Count the lines below that contain the word "cloud". Reply with the number alone.
━━ LISTED ENTRIES
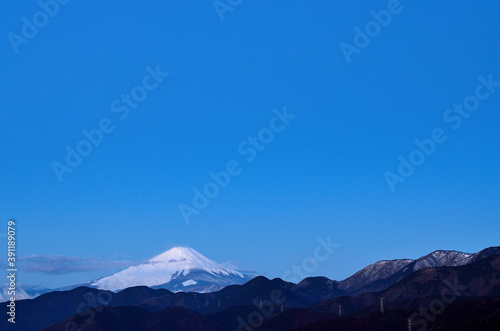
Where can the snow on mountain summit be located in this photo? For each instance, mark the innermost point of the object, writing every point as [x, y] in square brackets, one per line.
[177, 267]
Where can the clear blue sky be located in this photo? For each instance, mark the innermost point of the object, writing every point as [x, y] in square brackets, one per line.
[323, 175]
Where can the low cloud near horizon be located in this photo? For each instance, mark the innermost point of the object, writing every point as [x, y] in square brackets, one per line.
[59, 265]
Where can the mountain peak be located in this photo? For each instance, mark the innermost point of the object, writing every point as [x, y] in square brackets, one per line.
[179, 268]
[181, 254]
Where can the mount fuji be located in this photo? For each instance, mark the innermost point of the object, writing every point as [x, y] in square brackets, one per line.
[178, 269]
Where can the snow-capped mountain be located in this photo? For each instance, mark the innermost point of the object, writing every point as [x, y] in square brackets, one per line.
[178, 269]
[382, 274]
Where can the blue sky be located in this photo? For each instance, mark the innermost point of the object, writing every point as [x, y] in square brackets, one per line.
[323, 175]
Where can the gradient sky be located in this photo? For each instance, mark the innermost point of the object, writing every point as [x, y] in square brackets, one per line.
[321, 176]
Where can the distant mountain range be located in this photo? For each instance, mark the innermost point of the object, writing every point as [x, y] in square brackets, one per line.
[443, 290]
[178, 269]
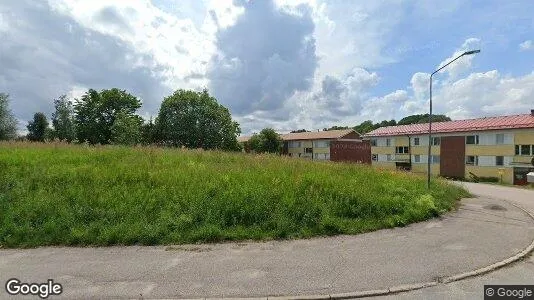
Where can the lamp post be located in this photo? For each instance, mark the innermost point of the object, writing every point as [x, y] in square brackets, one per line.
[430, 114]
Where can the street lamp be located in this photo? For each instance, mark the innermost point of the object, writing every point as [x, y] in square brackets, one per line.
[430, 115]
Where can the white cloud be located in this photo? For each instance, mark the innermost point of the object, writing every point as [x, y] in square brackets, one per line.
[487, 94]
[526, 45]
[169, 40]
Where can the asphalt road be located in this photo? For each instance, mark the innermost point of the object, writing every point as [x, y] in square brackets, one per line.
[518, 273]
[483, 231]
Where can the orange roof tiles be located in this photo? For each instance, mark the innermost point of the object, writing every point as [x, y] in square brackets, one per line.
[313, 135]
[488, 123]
━━━━
━━ LISTED ENTRIES
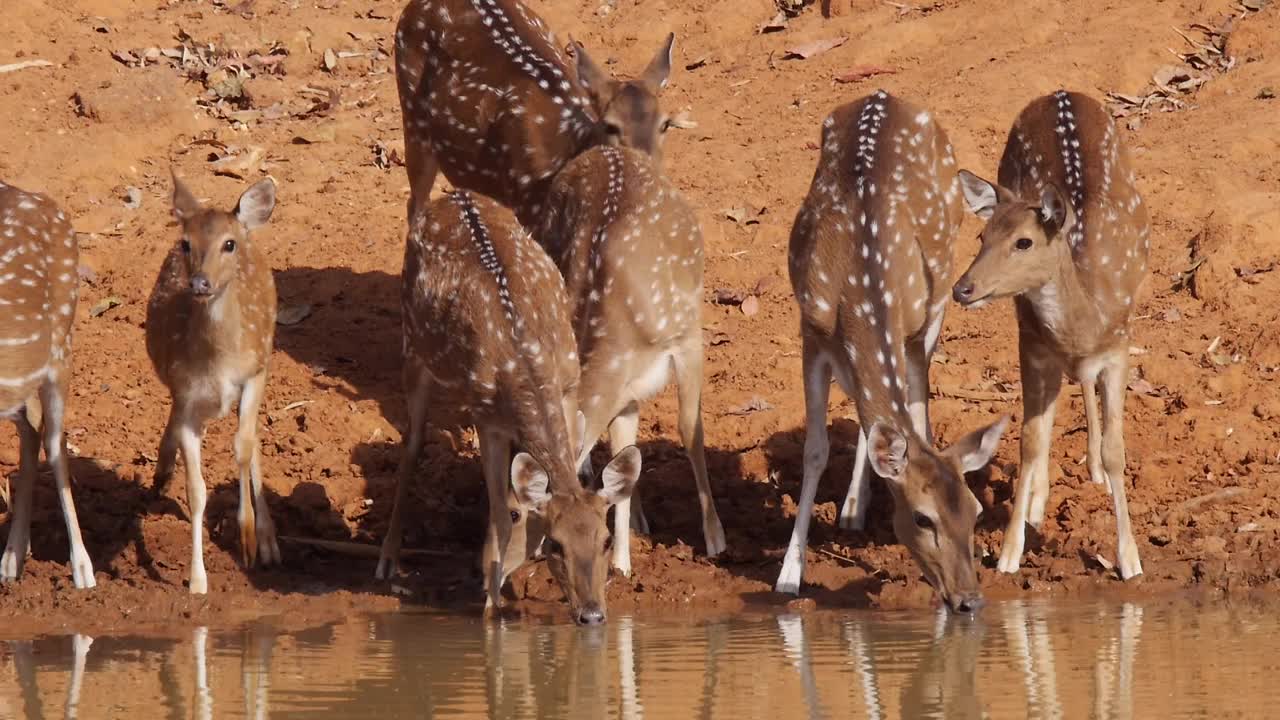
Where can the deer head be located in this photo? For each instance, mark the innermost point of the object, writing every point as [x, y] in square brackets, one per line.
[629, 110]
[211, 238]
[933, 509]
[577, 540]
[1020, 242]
━━━━
# COMPLETE OUTPUT
2